> AIM OF THE TASK:
Your task is to copy every record exactly.

(Recorded data)
--- start ---

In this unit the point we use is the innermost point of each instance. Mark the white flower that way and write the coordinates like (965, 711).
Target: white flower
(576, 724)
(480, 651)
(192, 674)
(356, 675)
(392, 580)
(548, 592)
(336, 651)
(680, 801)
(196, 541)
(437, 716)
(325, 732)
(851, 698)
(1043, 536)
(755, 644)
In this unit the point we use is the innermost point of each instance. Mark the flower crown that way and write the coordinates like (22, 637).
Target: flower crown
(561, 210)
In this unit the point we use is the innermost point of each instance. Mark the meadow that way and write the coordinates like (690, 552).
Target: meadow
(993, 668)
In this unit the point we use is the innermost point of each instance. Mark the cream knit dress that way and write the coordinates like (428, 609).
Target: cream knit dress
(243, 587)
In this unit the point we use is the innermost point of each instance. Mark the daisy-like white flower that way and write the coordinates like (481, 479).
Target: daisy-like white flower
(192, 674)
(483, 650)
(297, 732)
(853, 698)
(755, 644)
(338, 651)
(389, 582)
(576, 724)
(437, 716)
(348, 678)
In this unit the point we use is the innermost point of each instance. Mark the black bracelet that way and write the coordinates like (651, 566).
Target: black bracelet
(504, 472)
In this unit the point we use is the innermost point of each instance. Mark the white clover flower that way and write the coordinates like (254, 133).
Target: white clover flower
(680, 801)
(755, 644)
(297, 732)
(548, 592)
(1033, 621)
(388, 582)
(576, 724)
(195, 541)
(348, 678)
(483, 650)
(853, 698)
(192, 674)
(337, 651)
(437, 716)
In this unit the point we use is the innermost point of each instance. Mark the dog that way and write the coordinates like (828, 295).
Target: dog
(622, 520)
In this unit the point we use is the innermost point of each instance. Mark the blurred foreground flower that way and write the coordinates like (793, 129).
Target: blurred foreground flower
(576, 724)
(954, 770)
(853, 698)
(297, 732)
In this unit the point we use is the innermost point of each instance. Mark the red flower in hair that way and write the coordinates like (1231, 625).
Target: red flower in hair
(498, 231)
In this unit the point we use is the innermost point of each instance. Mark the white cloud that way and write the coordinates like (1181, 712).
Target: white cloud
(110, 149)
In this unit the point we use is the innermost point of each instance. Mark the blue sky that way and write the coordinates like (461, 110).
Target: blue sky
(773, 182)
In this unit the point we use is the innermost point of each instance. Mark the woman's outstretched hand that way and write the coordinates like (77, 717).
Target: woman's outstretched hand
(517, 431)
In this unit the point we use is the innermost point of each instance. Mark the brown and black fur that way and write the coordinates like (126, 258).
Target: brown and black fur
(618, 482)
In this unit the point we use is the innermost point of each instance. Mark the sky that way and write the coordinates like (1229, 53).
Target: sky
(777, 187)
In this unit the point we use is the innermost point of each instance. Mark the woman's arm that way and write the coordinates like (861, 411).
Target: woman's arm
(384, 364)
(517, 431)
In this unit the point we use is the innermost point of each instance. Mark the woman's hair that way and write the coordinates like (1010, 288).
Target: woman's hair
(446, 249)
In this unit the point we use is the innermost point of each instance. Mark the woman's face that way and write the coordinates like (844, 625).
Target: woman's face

--- end ---

> THE RESPONSE:
In this unit the point we use is the innermost point of each instance. Mark the white flower that way and write the coordinates like (965, 711).
Target: white flower
(576, 724)
(480, 651)
(192, 674)
(356, 675)
(392, 580)
(548, 592)
(336, 651)
(680, 801)
(196, 541)
(437, 716)
(325, 732)
(851, 698)
(1043, 536)
(755, 644)
In this unit the point we use is the innermost point of each instance. Mark the flower crown that way and write the coordinates like (22, 637).
Target: flower crown
(561, 210)
In this unit the point we use is the innermost point of each instance. Mark the meadow that way and write the coordinates like (690, 552).
Target: meadow
(993, 668)
In this unit the point we use is the innermost point of each instance. Mark the cream knit dress that way and write the coordinates like (428, 609).
Target: cream knit dress
(243, 587)
In this unit the point we use is the innermost point of each instance. Mark the daisy-like white flower that way and write the coordinates like (481, 479).
Target: daisy-like white flower
(192, 674)
(483, 650)
(297, 732)
(853, 698)
(755, 644)
(338, 651)
(389, 582)
(576, 724)
(437, 716)
(348, 678)
In this unit the point we use is the innermost point of each instance. Mark the black bracelet that way and write the coordinates like (651, 566).
Target: black bracelet
(504, 472)
In this unit the point we use is the innermost point of each instance. Mark the white clover flower that way and write the coordinates like (254, 133).
Target: white clover flower
(680, 801)
(755, 644)
(297, 732)
(548, 592)
(1033, 621)
(388, 582)
(576, 724)
(195, 541)
(348, 678)
(483, 650)
(853, 698)
(192, 674)
(337, 651)
(437, 716)
In this unit the point we use is the innermost point of each instance. Mark the dog that way and write the coordinates like (828, 295).
Target: dog
(622, 520)
In this unit the point we use is the innermost point of each instance. Mark the blurred foreground flower that way and write the coordinates like (793, 129).
Target: blurred foreground flower
(576, 724)
(954, 770)
(853, 698)
(297, 732)
In this unit the point we use is the innermost point of each instance. Mark the red flower in hair that way and write the coordinates like (1231, 625).
Target: red flower in hair
(498, 231)
In this unit the point we use is the innermost point of each instance. Mark the white cloud that way and write the coordinates like (1181, 712).
Target: white cloud
(110, 149)
In this unit the point we use is the innermost point of each instance. Mark the blue sky that way and write the coordinates like (461, 110).
Target: blue sky
(773, 182)
In this unit the point we use is the innermost point of each instance. Mark the woman's outstretched hand that way and write the coordinates like (77, 717).
Target: woman's outstretched hand
(517, 431)
In this unit the point we use is the innermost point of each instance. Mark the brown and black fur that way and write the coordinates like (126, 258).
Target: brown and black fur
(618, 482)
In this unit the point we use is the innermost point of each instance. Mark the sky that way and write the coordinates like (1229, 53).
Target: sky
(777, 187)
In this unit the point we use is the innermost point of each instance. Mark the woman's arm that way and write the coordinates like (861, 411).
Target: woman's arm
(384, 364)
(517, 431)
In this unit the point we use is the innermost point of each instance. Mark the woman's hair that way and write the coordinates like (1010, 288).
Target: woman's hair
(446, 249)
In this unit the point we use is the innermost point of each instance. Mark the woman's face that way and write the coordinates like (844, 625).
Target: woman's face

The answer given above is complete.